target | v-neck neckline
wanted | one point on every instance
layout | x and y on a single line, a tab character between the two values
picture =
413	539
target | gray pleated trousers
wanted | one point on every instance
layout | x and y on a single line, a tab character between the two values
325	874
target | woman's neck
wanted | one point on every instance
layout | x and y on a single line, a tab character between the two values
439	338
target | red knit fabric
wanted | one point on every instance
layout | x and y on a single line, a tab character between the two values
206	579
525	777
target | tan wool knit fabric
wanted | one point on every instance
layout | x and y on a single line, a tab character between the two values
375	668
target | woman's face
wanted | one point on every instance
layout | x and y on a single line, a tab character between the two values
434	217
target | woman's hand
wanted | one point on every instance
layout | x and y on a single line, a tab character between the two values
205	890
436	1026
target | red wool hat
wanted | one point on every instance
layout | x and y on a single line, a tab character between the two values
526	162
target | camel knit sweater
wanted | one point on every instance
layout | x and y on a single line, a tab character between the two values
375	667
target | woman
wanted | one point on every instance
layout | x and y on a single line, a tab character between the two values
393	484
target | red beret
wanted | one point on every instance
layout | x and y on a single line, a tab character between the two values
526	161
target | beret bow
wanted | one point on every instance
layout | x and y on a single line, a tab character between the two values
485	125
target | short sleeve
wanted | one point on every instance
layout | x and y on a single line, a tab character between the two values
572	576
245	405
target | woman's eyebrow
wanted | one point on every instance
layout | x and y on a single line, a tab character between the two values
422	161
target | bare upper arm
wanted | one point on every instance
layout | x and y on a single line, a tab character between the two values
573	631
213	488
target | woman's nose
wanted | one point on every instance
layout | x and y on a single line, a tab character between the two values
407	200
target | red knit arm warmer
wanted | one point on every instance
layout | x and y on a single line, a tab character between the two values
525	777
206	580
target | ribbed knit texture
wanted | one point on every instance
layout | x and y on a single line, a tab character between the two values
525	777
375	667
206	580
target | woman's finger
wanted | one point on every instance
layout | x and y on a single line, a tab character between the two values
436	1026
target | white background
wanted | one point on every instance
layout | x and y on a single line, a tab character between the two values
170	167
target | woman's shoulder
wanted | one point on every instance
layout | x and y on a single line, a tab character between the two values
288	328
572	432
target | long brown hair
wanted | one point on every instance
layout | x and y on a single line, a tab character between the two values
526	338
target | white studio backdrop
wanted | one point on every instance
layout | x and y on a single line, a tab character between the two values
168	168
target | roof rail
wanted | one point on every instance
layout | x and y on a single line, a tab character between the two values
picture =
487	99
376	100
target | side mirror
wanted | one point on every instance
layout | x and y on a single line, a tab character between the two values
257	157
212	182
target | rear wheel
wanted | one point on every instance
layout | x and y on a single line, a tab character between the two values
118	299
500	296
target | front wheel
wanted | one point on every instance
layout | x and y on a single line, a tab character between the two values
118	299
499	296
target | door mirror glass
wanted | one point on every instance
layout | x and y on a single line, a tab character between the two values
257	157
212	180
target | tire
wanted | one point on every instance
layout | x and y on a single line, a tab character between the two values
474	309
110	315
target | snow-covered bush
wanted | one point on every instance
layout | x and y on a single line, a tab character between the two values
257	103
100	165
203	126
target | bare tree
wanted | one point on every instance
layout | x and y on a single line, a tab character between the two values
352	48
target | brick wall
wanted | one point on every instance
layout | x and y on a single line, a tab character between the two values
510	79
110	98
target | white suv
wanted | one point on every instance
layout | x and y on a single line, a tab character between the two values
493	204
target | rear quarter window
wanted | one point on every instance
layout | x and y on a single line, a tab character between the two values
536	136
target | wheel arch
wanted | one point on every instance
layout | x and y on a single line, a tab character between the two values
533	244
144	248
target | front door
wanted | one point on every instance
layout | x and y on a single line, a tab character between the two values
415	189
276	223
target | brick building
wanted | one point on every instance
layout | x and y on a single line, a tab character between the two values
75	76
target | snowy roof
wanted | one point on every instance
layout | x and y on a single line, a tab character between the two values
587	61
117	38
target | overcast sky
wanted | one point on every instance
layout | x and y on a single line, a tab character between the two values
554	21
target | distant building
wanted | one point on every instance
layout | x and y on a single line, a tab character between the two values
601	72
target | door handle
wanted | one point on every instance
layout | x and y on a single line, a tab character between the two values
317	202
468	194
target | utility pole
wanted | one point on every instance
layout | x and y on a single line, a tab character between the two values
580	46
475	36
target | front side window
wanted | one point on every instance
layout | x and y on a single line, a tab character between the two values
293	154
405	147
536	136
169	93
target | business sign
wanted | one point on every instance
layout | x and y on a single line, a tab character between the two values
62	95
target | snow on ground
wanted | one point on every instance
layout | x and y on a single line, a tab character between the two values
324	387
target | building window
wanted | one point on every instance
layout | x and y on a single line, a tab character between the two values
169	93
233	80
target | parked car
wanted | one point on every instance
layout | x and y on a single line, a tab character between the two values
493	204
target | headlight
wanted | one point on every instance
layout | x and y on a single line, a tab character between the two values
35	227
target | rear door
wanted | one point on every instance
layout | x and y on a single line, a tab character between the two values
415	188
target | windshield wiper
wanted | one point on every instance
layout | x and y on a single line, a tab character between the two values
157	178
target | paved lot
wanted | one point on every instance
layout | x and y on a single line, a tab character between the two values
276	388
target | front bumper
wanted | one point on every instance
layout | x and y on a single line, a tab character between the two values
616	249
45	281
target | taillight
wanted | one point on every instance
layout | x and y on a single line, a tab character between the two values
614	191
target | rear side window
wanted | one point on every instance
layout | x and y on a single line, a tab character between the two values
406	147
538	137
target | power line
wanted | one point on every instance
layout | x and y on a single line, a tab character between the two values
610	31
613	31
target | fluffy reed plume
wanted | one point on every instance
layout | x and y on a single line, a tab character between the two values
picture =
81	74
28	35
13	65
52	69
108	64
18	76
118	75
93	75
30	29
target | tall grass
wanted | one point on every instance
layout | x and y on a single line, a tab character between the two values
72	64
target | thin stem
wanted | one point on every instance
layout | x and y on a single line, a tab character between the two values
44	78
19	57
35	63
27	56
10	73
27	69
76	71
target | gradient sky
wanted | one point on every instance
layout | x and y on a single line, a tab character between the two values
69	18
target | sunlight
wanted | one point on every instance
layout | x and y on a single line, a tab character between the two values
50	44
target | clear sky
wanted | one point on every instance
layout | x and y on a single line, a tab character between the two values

————

• **Directions**
Please quote the data above in full, with no line missing.

• **Reply**
target | v-neck neckline
wanted | one point on every instance
layout | x and y on a single line, a tab character between the two values
picture =
413	539
target | gray pleated trousers
wanted | one point on every instance
layout | x and y on a single line, a tab character between the two values
325	874
target | woman's neck
wanted | one point on every instance
layout | x and y on a single line, a tab character between the two values
439	338
target | red knit fabric
wanted | one point on every instance
layout | x and y on a single line, a tab character between the two values
206	579
525	777
target | tan wool knit fabric
wanted | one point on every instance
layout | x and y on a single line, a tab character between the two values
375	668
target | woman's face
wanted | one point on every instance
layout | x and y on a single line, a tab character between the two values
434	217
target | woman's hand
wanted | one point on every instance
layout | x and y on a single line, a tab character between the two values
205	890
436	1026
target | red wool hat
wanted | one point on every instance
layout | x and y on a single line, a tab character between the two values
526	162
target | camel knit sweater
wanted | one point on every instance
layout | x and y on a single line, a tab character between the two values
375	667
target | woman
wanted | one point on every instance
layout | x and y on a single line, a tab character between the two values
393	484
target | red beret
wanted | one point on every instance
layout | x and y on a single line, a tab character between the two values
526	161
target | beret bow
wanted | one point on every instance
layout | x and y on a single line, a tab character between the two values
485	125
target | short sleeve
wanted | one point on every instance
layout | x and y on a single line, a tab character between the two values
572	576
245	405
target | woman's eyebrow
wanted | one point on every instance
layout | x and y on a single line, a tab character between the two values
422	161
target | bare upper arm
wanted | one point on every instance
layout | x and y on a single line, a tab character between the two values
573	631
213	488
target | woman's nose
wanted | one point on every instance
layout | x and y on a single line, a tab character between the two values
407	200
target | red knit arm warmer
wanted | one point on every instance
layout | x and y on a single line, a tab character between the two values
525	777
206	580
target | ribbed knit texture
wanted | one point on every instance
layout | x and y on a single line, a tab character between the two values
525	777
375	667
206	580
target | woman's finger
wanted | one point on every instance
layout | x and y on a single line, a tab character between the two values
436	1026
target | white background
wanted | one point on every instance
layout | x and y on a single line, a tab character between the two values
170	167
target | woman's shoulder
wanted | one point on every instance
layout | x and y on a single line, a tab character between the two values
288	328
572	432
target | long brown hair
wanted | one point on every instance
layout | x and y on a single line, a tab character between the two values
526	338
target | white studio backdrop
wanted | one point on every instance
layout | x and y on a single line, a tab character between the two values
168	168
target | roof rail
wanted | one point on every instance
layout | x and y on a single line, a tab character between the two values
picture =
487	99
376	100
target | side mirror
wanted | one point on every instance
layout | x and y on a single line, a tab character between the two values
257	157
212	182
target | rear wheel
wanted | one point on every instance
layout | x and y on a single line, a tab character between the two values
118	299
500	296
target | front wheel
wanted | one point on every instance
layout | x and y on a single line, a tab character between the two values
118	299
499	296
target | door mirror glass
wanted | one point on every instance
layout | x and y on a single line, a tab character between the two values
257	157
212	180
target | tire
wanted | one point on every instance
layout | x and y on a single line, a tab character between the two values
474	309
110	315
target | snow-covered bush
wanted | one point on every instance
layout | x and y on a single line, a tab character between the two values
257	103
100	165
203	126
target | bare tree
wanted | one point on every instance
layout | x and y on a single line, a tab character between the two values
352	48
target | brick wall
wanted | one point on every instance
layout | x and y on a single line, a tab character between the two values
510	79
110	98
target | white suv
wanted | one point on every instance
layout | x and y on a single line, a tab character between the two values
493	204
target | rear quarter window
wanted | one point on every instance
layout | x and y on a single line, a tab character between the two values
536	136
target | wheel arch
wanted | one point on every instance
layout | x and y on a single line, a tab character between the two values
533	244
144	248
target | front door
wanted | one point on every instance
layout | x and y on a single line, a tab character between the two values
415	189
276	223
target | brick building
wanted | one point on every instance
layout | x and y on a single line, a tab character between the two values
75	76
target | snowy roof
wanted | one point on every instance
layout | x and y on a single line, a tab character between the two values
587	61
117	38
target | overcast sky
wanted | one point on every instance
layout | x and y on a single line, a tab character between the two values
554	21
target | distant building
wanted | one point on every instance
layout | x and y on a single line, a tab character between the two values
601	72
target | door handle
wanted | one point on every instance
layout | x and y on a single line, a tab character between the two values
317	202
468	194
target | utility pole
wanted | one point on every instance
layout | x and y on a single line, a tab character between the two values
580	46
475	36
target | front side window
wanted | one point on every instance
layout | x and y on a single line, a tab character between the two values
293	154
405	147
536	136
169	93
target | business sign
wanted | one point on every instance
layout | x and y on a single line, a tab character between the two values
62	95
target | snow on ground
wanted | one point on every instance
layout | x and y on a single line, a tab character between the two values
324	387
target | building window
wanted | one point on every instance
layout | x and y on a single line, a tab character between the two values
169	93
233	80
target | parked car
wanted | one point on every instance
layout | x and y on a single line, a tab character between the two values
493	204
target | headlight
wanted | one point on every instance
layout | x and y on a single line, a tab character between the two values
35	227
target | rear door
wanted | one point on every instance
layout | x and y on a single line, a tab character between the two values
415	188
target | windshield wiper
wanted | one point on every instance
layout | x and y on a single line, a tab character between the two values
157	178
target | paved lot
wanted | one point on every instance
layout | x and y on a single line, a tab character between the two values
276	388
target | front bumper
wanted | one point on every instance
layout | x and y on a single line, a tab character between the two values
616	249
45	281
target | taillight
wanted | one point on every instance
layout | x and y on a single line, a tab character between the two values
614	191
target | rear side window
wanted | one point on every instance
layout | x and y on a single line, a tab character between the two values
406	147
538	137
target | power line
wanted | one point on every instance
layout | x and y on a single line, a tab character between the two values
610	31
613	31
target | fluffy reed plume
wanted | one point on every instance
layout | x and y on a single line, a tab character between the two values
picture =
81	74
28	35
13	65
52	69
108	64
18	76
118	75
93	75
30	29
target | tall grass
wanted | one point on every instance
layout | x and y on a single line, a tab character between the two values
72	64
target | thin stem
wanted | one point on every instance
layout | x and y on a single line, a tab character between the two values
44	78
19	57
35	63
27	56
10	73
27	69
76	71
target | gradient sky
wanted | one point on every instance
layout | x and y on a single line, a tab character between the two values
69	18
target | sunlight
wanted | one point on every instance
layout | x and y on a single line, a tab character between the two values
50	44
target | clear sky
wanted | one point on every instance
layout | x and y on a single line, a tab character between the two values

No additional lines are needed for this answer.